• DOCUMENT SEGMENT:
>> begin
Tim O’Brien: The Things They Carried

I discovered The Things They Carried (1990) years ago after reading its title piece, the short story “The Things They Carried,” which could stand alone and is widely anthologized by itself today. The book itself is a compilation of 22 short stories, but that’s somewhat misleading; The Things They Carried is a single work that should be approached as a whole. Indeed, it is the way the stories work with each other that makes them so effective. After a request from Max Cairnduff, I decided to revisit this great war novel to review it here — it is, after all, one of my favorites.

While this book is marked as fiction (indeed on the title page it says “A work of fiction”), that is apparently only partly true. O’Brien grew up where some of the characters grew up. He went to Vietnam and was involved in many of the events depicted in the novel. By categorizing what could be his memoirs as fiction he is not just avoiding the problems that have arisen recently with memoirist who like to put somewhat of a spin on their life. That what he’s written here, though it didn’t happen, is just as true as what did is part of the point of the book. But more on that later. Let’s start by looking at the title story, before it all gets complicated by “truth.”

On its own, the short story “The Things They Carried” is an excellent — probably one of the best — works of fiction about war (though I have never been to war and cannot vouch for that part of it). It’s incredibly detailed with little monotonous facts.

As PFCs or Spec 4s, most of them were common grunts and carried the standard M-16 gas-operated assault rifle. The weapon weighed 7.5 pounds unloaded, 8.2 pounds with its full 20-round magazine. Depending on numerous factors, such as topography and psychology, the riflemen carried anywhere from 12 to 20 magazines, usually in cloth bandoliers, adding on another 8.4 pounds at minimum, 14 pounds at maximum. When it was available, they also carried M-16 maintenance gear — rods and steel brushes and swabs and tubes of LSA oil — all of which weighed about a pound. Among the grunts, some carried the M-79 grenade launcher, 5.9 pounds unloaded, a reasonably light weapon except for the ammunition, which was heavy. A single round weighed 10 ounces.
>> end
• DATA ENTRIES:
>> begin
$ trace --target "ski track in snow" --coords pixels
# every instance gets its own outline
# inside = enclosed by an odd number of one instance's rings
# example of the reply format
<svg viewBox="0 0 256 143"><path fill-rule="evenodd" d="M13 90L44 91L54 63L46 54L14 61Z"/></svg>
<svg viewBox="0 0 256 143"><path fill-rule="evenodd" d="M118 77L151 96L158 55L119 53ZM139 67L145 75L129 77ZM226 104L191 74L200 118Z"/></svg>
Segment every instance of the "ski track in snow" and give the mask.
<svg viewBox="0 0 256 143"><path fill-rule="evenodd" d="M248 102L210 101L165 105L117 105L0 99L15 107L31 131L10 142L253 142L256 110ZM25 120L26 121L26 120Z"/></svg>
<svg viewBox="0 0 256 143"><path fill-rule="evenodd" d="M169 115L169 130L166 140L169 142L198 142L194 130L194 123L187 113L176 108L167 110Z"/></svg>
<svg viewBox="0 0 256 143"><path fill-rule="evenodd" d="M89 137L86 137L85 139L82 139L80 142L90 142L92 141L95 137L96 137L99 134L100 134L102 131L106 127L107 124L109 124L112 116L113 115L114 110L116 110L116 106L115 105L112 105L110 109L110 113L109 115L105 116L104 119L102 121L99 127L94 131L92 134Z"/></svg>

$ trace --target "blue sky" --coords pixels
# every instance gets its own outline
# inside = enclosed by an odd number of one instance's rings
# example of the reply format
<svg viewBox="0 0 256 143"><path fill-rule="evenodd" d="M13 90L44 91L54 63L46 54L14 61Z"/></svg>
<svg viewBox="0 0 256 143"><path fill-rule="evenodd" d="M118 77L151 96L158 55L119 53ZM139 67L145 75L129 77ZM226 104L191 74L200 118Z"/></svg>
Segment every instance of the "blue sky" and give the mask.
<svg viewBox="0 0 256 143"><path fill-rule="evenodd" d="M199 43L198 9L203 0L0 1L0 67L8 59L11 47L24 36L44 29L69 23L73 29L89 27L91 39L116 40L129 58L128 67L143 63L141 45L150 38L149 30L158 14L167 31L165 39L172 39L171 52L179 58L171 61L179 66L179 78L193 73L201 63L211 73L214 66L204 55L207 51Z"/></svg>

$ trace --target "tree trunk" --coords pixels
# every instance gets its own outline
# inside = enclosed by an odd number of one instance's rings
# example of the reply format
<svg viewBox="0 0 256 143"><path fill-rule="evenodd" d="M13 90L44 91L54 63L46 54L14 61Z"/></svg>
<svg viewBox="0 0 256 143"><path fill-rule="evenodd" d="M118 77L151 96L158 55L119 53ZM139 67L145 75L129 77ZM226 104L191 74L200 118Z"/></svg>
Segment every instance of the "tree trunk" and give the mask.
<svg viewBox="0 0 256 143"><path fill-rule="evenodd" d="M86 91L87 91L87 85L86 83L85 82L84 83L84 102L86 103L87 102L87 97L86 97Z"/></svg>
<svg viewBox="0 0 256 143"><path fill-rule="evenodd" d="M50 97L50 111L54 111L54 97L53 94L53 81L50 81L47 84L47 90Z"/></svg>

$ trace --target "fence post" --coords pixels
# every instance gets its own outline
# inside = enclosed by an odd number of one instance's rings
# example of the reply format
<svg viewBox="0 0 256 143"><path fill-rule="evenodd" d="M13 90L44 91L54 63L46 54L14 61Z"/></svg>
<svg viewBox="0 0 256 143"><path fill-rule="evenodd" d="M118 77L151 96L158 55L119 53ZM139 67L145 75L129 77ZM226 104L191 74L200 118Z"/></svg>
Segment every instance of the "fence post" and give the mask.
>> end
• OBJECTIVES:
1 > Answer these questions from the review of The Things They Carried:
(a) How many short stories does the book compile?
(b) What words appear on the book's title page?
(c) What is the unloaded weight of the M-16 in the quoted passage?
2 > Print the section of the review of The Things They Carried that begins at the words "As PFCs or Spec" and stops after the words "weighed 10 ounces.".

• SOLUTIONS BELOW:
1 >
(a) 22
(b) "A work of fiction"
(c) 7.5 pounds

2 >
As PFCs or Spec 4s, most of them were common grunts and carried the standard M-16 gas-operated assault rifle. The weapon weighed 7.5 pounds unloaded, 8.2 pounds with its full 20-round magazine. Depending on numerous factors, such as topography and psychology, the riflemen carried anywhere from 12 to 20 magazines, usually in cloth bandoliers, adding on another 8.4 pounds at minimum, 14 pounds at maximum. When it was available, they also carried M-16 maintenance gear — rods and steel brushes and swabs and tubes of LSA oil — all of which weighed about a pound. Among the grunts, some carried the M-79 grenade launcher, 5.9 pounds unloaded, a reasonably light weapon except for the ammunition, which was heavy. A single round weighed 10 ounces.